- **CONSEGNA**: Per favore, riprendi il brano con le voci su confessione, dialogo e Dio e proseguilo subito dopo la sua ultima frase.
____ BRANO DA LEGGERE
Confessione –
Erroneamente è assimilata all’analisi, se non
per la forma esteriore, in colloquio, col confessore muto. Al
confessionale è conferma dell’afflizione e della pena, dall’ analista è
virtualmente liberatoria. E in qualche modo risarcitiva, dell’errore e della
sofferenza.
È in questa
differenza probabilmente l’origine dell’impasse
del ruolo sacerdotale nel suo insieme, e dell’istituzione confessionale
nello specifico.
Dialogo – È di
un’epoca di socievolezza. Era in antico, quando era ferace, ora è sterile:ora è
di solitudini. Dialoghi in realtà di sé a se stesso, per non avere
interlocutori altri. Ma anche qui è forma muta: scrivono dialoghi, filosofici e
di altro genere, persone che non riescono a comunicare con se stesse..
Dio – “Quando
gli dei non c’erano più e Cristo non ancora, tra Cicerone e Marco Aurelio, c’è
stato un momento unico in cui è esistito l’uomo, solo”. È riflessione di
Flaubert in una lettera. Di cui Marguerite Yourcenar ha fatto tesoro, dice nei taccuini
di lavorazione dell’opera, per le Memorie di Adriano”. C’è uno stato di minore
urgenza della divinità, in varie epoche, probabilmente nei momento di crescita,
sicurezza, ascesa, sociale (familiare, tribale, nazionale) e\o personale.
La citazione
è in realtà di M.Yourcenar. Nessuno si preoccupa di sapere dove e come Flaubert
ne ha parlato. Ne ha scritto a una Mme Roger des Genettes, Edmée o Edma
Letellier, moglie di Roger des Genettes, esattore, una signora di cui aveva
grande stima. In data non accertata, che dovrebbe comunque essere un giorno del
1861, quando era nelle doglie di “Salammbô”, il romanzo da cui si aspettava la
gloria. Nel lettera Flaubert dice almeno due cose importanti. Una è sul romanzo:
l’idea del romanzo deve venire “di getto”. L’altra è su Lucrezio, a cui la citazione di
Yourcenar si riferisce. Che Flaubert compara a Byron: “Avete ragione, bisogna
parlare con rispetto di Lucrezio; non gli vedo di paragonabile altri che Byron,
e Byron non ha la sua gravità, né la sincerità della sua tristezza”.
________
____ MATERIALE ESTRATTO
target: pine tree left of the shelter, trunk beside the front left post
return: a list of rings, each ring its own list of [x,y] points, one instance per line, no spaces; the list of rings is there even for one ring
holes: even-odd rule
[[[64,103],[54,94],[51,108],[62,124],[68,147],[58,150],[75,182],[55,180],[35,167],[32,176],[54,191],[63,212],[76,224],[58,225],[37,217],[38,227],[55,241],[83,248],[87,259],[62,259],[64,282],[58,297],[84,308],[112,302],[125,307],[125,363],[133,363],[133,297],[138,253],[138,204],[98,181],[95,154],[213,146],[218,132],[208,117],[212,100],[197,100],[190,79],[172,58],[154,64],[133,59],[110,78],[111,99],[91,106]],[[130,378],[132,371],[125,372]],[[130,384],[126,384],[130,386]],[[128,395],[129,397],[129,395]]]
________
____ MATERIALE ESTRATTO
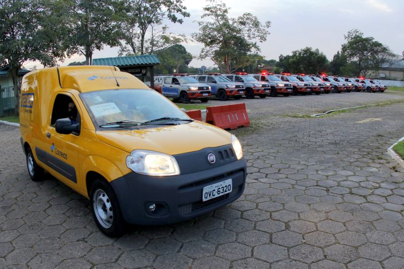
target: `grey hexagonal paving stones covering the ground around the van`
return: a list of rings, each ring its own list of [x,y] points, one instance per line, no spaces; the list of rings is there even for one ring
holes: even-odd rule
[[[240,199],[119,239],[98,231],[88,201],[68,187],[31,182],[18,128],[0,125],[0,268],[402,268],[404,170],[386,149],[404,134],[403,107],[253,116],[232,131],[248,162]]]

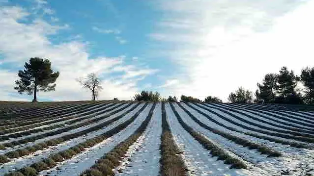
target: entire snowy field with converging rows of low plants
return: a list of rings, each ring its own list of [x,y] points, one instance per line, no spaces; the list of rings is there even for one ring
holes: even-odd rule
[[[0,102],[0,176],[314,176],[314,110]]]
________
____ MATERIALE ESTRATTO
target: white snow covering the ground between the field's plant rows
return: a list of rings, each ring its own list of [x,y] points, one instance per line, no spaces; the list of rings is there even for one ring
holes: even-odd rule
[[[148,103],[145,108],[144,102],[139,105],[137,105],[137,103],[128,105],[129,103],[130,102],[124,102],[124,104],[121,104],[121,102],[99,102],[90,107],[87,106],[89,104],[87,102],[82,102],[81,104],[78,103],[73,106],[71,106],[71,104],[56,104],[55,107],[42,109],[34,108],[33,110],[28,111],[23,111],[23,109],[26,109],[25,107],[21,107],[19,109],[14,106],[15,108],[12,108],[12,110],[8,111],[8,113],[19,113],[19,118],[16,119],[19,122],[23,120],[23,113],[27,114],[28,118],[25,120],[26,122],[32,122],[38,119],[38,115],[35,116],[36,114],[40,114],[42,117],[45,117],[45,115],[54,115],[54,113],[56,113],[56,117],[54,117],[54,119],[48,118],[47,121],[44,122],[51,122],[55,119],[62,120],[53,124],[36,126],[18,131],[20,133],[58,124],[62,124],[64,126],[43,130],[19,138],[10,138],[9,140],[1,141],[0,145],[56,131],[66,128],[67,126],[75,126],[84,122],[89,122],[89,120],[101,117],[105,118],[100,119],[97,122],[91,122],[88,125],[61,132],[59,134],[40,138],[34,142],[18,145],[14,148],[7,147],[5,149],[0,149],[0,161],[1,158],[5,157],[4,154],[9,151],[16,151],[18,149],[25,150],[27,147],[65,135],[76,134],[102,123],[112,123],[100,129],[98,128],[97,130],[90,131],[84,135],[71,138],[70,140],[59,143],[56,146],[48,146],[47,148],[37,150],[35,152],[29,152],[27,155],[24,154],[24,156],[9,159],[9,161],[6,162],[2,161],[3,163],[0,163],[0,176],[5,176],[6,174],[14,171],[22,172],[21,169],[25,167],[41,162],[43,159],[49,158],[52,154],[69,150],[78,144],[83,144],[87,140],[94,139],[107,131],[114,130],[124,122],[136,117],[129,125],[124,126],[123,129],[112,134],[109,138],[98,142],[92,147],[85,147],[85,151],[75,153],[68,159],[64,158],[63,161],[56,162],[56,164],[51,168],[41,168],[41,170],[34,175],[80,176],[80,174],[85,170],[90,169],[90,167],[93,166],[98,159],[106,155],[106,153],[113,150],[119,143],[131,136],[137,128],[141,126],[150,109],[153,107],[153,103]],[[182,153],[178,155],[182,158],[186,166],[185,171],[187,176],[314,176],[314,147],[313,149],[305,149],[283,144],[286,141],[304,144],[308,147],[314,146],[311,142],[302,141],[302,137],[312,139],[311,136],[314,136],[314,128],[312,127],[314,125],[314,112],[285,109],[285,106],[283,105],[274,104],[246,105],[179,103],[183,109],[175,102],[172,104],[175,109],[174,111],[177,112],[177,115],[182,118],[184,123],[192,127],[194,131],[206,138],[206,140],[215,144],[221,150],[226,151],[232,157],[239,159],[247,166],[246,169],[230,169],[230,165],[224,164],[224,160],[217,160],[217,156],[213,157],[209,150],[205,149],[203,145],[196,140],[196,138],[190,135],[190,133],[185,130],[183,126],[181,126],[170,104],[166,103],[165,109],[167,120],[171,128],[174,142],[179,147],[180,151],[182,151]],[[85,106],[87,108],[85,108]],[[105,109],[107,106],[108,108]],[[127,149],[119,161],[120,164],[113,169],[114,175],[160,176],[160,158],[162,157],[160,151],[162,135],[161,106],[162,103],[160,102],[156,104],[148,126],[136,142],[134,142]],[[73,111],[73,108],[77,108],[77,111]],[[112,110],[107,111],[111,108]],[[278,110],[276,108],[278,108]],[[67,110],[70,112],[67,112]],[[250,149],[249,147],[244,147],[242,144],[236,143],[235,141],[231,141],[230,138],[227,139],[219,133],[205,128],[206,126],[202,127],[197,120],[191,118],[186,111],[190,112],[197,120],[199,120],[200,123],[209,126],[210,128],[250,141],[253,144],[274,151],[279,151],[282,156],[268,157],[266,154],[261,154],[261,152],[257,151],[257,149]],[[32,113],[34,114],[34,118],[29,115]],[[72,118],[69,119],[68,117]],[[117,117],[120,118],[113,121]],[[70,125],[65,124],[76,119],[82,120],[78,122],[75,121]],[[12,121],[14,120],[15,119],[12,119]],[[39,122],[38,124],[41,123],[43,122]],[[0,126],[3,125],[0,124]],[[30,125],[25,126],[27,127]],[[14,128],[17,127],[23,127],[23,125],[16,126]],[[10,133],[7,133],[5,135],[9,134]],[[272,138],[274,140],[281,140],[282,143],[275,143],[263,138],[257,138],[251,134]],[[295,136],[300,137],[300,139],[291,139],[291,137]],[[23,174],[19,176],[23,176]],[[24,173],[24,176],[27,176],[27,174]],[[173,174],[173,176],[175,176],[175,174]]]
________
- **RISPOSTA**:
La
solitudine di cui Yourcenar si faceva forza è per Flaubert la condizione della
malinconia. Dopo Byron, così prosegue: “La malinconia antica mi sembra più
profonda di quella dei moderni, che sottintendono tutti più o meno l’immortalità
al di là del buco nero. Ma, per gli
antichi, questo buco nero era l’infinito stesso; i loro sogni si disegnano e
passano su un fondo d’ebano immutabile. Niente grida, niente convulsioni, nient’altro
che la fissità d’uno sguardo pensieroso. Gli dei non essendoci più, e il Cristo
non ancora, c’è stato, da Cicerone a Marco Aurelio, un momento unico in cui c’è
stato l’uomo solo”. Flaubert dice quello che Yourcenar cita ma con un’inflessione
negativa: “Non trovo in nessun posto quella grandezza, ma ciò che rende Lucrezio
intollerabile è la sua fisica, che egli dà come positiva. È perché non ha
dubitato abbastanza che è debole; ha voluto spiegare, concludere!”
Fenomenologia - “Cominciamo
a sospettare che l’approccio puramente analitico ai fenomeni ci sta portando
solo più e più in là nel’abisso della disintegrazione e della casualità”.
Dorothy Sayers, filosofa per passione, fa tuttavia (“The mind of the maker”)
una considerazione fenomenologica sulla fenomenologia stessa che manca. Fino a
dove arriva la destrutturazione, prima
di trasformarsi in un’ideologia della crisi?
Follia – È di moda
nella psichiatria come liberazione. E in
letteratura come creatività – col surrealismo, e con Sade redivivo, Peter Brook,
le droghe, molto rock: se ne fa uso come di sorgente di verità e virtù. Mentre
è la costrizione della mente, forzata all’isolamento e all’iterazione. Non si possono
dire uno spazio ristretto (ricovero, accadimento) e una costrizione mentale, fisica,
fisiologica un’apertura. Se non in un universo di per sé più concentrazionario
e monotono, ripetitivo.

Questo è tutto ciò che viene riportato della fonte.